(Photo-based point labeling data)

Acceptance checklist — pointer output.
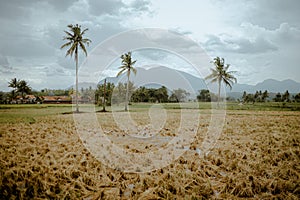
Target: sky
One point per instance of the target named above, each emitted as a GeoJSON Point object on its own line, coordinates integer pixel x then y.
{"type": "Point", "coordinates": [260, 39]}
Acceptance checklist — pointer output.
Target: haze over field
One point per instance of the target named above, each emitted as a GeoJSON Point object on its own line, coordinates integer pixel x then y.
{"type": "Point", "coordinates": [260, 39]}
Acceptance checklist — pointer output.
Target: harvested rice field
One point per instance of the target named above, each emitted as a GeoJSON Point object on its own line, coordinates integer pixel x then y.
{"type": "Point", "coordinates": [257, 156]}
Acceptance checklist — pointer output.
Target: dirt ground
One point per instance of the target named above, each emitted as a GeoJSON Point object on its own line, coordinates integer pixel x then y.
{"type": "Point", "coordinates": [256, 157]}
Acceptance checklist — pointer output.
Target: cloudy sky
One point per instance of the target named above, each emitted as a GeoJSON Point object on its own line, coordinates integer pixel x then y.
{"type": "Point", "coordinates": [259, 38]}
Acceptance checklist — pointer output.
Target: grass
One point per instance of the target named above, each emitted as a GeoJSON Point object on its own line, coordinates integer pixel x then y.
{"type": "Point", "coordinates": [256, 157]}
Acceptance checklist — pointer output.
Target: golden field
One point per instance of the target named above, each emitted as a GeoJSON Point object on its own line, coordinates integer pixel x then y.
{"type": "Point", "coordinates": [256, 157]}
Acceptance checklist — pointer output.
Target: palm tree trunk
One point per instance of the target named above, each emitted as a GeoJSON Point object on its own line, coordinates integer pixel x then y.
{"type": "Point", "coordinates": [104, 95]}
{"type": "Point", "coordinates": [126, 99]}
{"type": "Point", "coordinates": [76, 96]}
{"type": "Point", "coordinates": [219, 91]}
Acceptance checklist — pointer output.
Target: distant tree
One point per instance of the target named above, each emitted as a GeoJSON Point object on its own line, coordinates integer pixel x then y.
{"type": "Point", "coordinates": [278, 97]}
{"type": "Point", "coordinates": [127, 66]}
{"type": "Point", "coordinates": [265, 95]}
{"type": "Point", "coordinates": [179, 95]}
{"type": "Point", "coordinates": [204, 96]}
{"type": "Point", "coordinates": [221, 74]}
{"type": "Point", "coordinates": [286, 96]}
{"type": "Point", "coordinates": [297, 97]}
{"type": "Point", "coordinates": [23, 88]}
{"type": "Point", "coordinates": [140, 95]}
{"type": "Point", "coordinates": [99, 93]}
{"type": "Point", "coordinates": [75, 41]}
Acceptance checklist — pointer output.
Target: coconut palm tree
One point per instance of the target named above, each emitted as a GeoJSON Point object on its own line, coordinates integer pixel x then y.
{"type": "Point", "coordinates": [127, 66]}
{"type": "Point", "coordinates": [75, 41]}
{"type": "Point", "coordinates": [221, 74]}
{"type": "Point", "coordinates": [13, 84]}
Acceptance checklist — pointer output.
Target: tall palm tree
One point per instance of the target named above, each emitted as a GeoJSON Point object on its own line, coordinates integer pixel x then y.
{"type": "Point", "coordinates": [75, 41]}
{"type": "Point", "coordinates": [13, 84]}
{"type": "Point", "coordinates": [221, 74]}
{"type": "Point", "coordinates": [127, 66]}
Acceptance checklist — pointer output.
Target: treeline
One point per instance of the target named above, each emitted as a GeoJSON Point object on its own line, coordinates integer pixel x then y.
{"type": "Point", "coordinates": [260, 96]}
{"type": "Point", "coordinates": [116, 94]}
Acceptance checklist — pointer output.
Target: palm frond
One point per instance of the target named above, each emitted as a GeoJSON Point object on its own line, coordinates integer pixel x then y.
{"type": "Point", "coordinates": [66, 44]}
{"type": "Point", "coordinates": [83, 48]}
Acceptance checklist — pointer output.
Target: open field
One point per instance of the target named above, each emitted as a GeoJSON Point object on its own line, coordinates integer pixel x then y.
{"type": "Point", "coordinates": [256, 157]}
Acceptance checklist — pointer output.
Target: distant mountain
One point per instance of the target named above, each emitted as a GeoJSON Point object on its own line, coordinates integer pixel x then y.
{"type": "Point", "coordinates": [173, 79]}
{"type": "Point", "coordinates": [271, 85]}
{"type": "Point", "coordinates": [84, 85]}
{"type": "Point", "coordinates": [158, 76]}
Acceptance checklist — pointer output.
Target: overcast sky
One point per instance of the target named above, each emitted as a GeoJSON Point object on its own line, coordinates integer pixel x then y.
{"type": "Point", "coordinates": [259, 38]}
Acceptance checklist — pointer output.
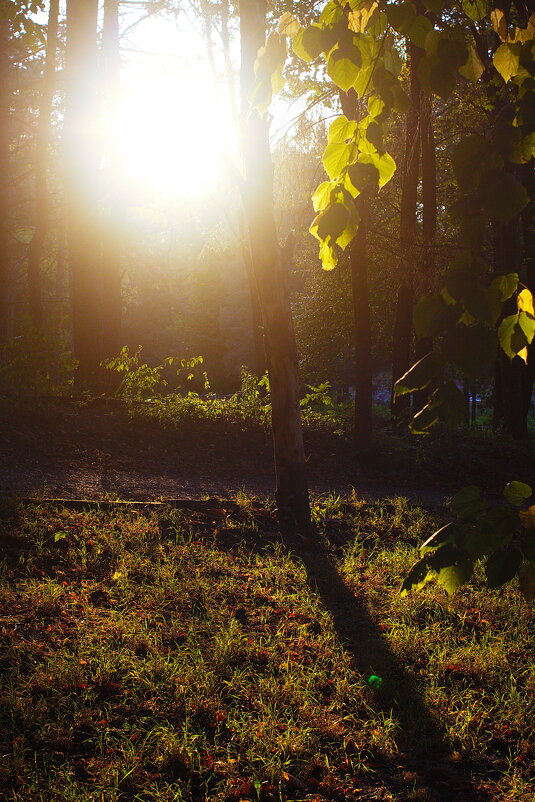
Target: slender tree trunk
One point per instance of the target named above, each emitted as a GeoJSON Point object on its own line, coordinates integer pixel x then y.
{"type": "Point", "coordinates": [361, 310]}
{"type": "Point", "coordinates": [112, 218]}
{"type": "Point", "coordinates": [82, 185]}
{"type": "Point", "coordinates": [5, 115]}
{"type": "Point", "coordinates": [401, 346]}
{"type": "Point", "coordinates": [35, 290]}
{"type": "Point", "coordinates": [429, 225]}
{"type": "Point", "coordinates": [291, 490]}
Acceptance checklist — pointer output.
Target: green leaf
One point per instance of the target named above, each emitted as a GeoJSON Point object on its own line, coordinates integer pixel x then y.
{"type": "Point", "coordinates": [505, 285]}
{"type": "Point", "coordinates": [502, 565]}
{"type": "Point", "coordinates": [517, 493]}
{"type": "Point", "coordinates": [343, 70]}
{"type": "Point", "coordinates": [322, 196]}
{"type": "Point", "coordinates": [502, 196]}
{"type": "Point", "coordinates": [374, 134]}
{"type": "Point", "coordinates": [421, 375]}
{"type": "Point", "coordinates": [401, 16]}
{"type": "Point", "coordinates": [384, 163]}
{"type": "Point", "coordinates": [453, 566]}
{"type": "Point", "coordinates": [507, 59]}
{"type": "Point", "coordinates": [308, 43]}
{"type": "Point", "coordinates": [341, 129]}
{"type": "Point", "coordinates": [363, 176]}
{"type": "Point", "coordinates": [512, 336]}
{"type": "Point", "coordinates": [336, 156]}
{"type": "Point", "coordinates": [332, 222]}
{"type": "Point", "coordinates": [467, 502]}
{"type": "Point", "coordinates": [476, 10]}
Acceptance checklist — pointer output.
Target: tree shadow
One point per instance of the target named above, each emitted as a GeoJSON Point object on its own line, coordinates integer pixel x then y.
{"type": "Point", "coordinates": [424, 753]}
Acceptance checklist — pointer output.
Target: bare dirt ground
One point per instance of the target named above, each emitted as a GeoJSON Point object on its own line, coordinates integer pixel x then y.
{"type": "Point", "coordinates": [95, 450]}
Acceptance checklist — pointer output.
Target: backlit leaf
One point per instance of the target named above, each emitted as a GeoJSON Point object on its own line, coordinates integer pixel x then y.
{"type": "Point", "coordinates": [517, 493]}
{"type": "Point", "coordinates": [507, 60]}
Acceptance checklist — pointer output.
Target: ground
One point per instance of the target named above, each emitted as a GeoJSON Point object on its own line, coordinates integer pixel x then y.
{"type": "Point", "coordinates": [99, 448]}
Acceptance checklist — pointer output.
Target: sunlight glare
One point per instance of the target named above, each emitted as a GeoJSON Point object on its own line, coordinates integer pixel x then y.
{"type": "Point", "coordinates": [171, 125]}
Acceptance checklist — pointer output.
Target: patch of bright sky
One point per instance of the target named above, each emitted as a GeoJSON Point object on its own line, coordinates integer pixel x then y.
{"type": "Point", "coordinates": [175, 130]}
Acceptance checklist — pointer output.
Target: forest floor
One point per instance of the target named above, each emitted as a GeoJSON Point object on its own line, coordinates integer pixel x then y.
{"type": "Point", "coordinates": [102, 449]}
{"type": "Point", "coordinates": [195, 655]}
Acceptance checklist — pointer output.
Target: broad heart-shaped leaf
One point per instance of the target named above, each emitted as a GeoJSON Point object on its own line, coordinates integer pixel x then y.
{"type": "Point", "coordinates": [526, 581]}
{"type": "Point", "coordinates": [502, 196]}
{"type": "Point", "coordinates": [471, 349]}
{"type": "Point", "coordinates": [308, 43]}
{"type": "Point", "coordinates": [512, 336]}
{"type": "Point", "coordinates": [384, 163]}
{"type": "Point", "coordinates": [342, 69]}
{"type": "Point", "coordinates": [517, 493]}
{"type": "Point", "coordinates": [288, 25]}
{"type": "Point", "coordinates": [453, 565]}
{"type": "Point", "coordinates": [422, 374]}
{"type": "Point", "coordinates": [401, 16]}
{"type": "Point", "coordinates": [467, 502]}
{"type": "Point", "coordinates": [507, 60]}
{"type": "Point", "coordinates": [474, 68]}
{"type": "Point", "coordinates": [506, 285]}
{"type": "Point", "coordinates": [336, 157]}
{"type": "Point", "coordinates": [332, 221]}
{"type": "Point", "coordinates": [525, 302]}
{"type": "Point", "coordinates": [476, 10]}
{"type": "Point", "coordinates": [341, 129]}
{"type": "Point", "coordinates": [322, 196]}
{"type": "Point", "coordinates": [502, 565]}
{"type": "Point", "coordinates": [363, 176]}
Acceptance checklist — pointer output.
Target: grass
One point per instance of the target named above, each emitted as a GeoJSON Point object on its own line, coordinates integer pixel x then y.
{"type": "Point", "coordinates": [194, 655]}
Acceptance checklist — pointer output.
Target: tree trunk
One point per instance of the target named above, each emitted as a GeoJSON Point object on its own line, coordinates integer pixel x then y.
{"type": "Point", "coordinates": [401, 347]}
{"type": "Point", "coordinates": [35, 290]}
{"type": "Point", "coordinates": [291, 489]}
{"type": "Point", "coordinates": [429, 226]}
{"type": "Point", "coordinates": [110, 269]}
{"type": "Point", "coordinates": [5, 115]}
{"type": "Point", "coordinates": [82, 185]}
{"type": "Point", "coordinates": [513, 378]}
{"type": "Point", "coordinates": [361, 310]}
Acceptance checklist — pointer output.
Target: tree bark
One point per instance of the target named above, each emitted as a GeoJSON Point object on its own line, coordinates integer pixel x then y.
{"type": "Point", "coordinates": [429, 226]}
{"type": "Point", "coordinates": [35, 253]}
{"type": "Point", "coordinates": [5, 115]}
{"type": "Point", "coordinates": [291, 485]}
{"type": "Point", "coordinates": [363, 416]}
{"type": "Point", "coordinates": [110, 269]}
{"type": "Point", "coordinates": [401, 346]}
{"type": "Point", "coordinates": [82, 185]}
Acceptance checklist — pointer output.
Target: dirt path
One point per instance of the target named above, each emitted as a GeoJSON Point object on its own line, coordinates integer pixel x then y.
{"type": "Point", "coordinates": [90, 451]}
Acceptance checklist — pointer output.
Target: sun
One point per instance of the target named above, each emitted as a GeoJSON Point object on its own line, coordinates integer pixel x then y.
{"type": "Point", "coordinates": [173, 129]}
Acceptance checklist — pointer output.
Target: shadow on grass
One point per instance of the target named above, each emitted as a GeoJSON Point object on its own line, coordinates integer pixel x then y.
{"type": "Point", "coordinates": [424, 754]}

• [Exercise instructions]:
Count the lines in the items above that contain the string "field", and reply with that number only.

• [The output]:
4